# START OF Exercise materials

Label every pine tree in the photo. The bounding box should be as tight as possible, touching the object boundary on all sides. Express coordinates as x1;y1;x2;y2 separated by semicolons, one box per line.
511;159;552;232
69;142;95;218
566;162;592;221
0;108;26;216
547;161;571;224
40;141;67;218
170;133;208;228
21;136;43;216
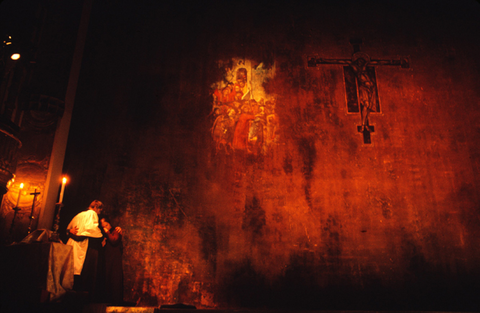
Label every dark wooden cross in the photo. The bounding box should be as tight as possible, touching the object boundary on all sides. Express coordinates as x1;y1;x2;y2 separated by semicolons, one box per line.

# END OF Exercise materials

(Problem description) Rewrite the items starting at the beginning and ending at the line that contains "40;141;67;218", changing "pine tree" to "spruce tree" and leaving everything else the same.

(Exercise answer)
Label every spruce tree in the photo. The bounding box should be as tight as possible, touching the object boundary on all sides. Express coordinates as x1;y1;x2;y2 separated by semicolons, one box per line.
511;159;552;232
69;142;95;218
566;162;592;221
0;108;26;216
547;161;571;224
40;141;67;218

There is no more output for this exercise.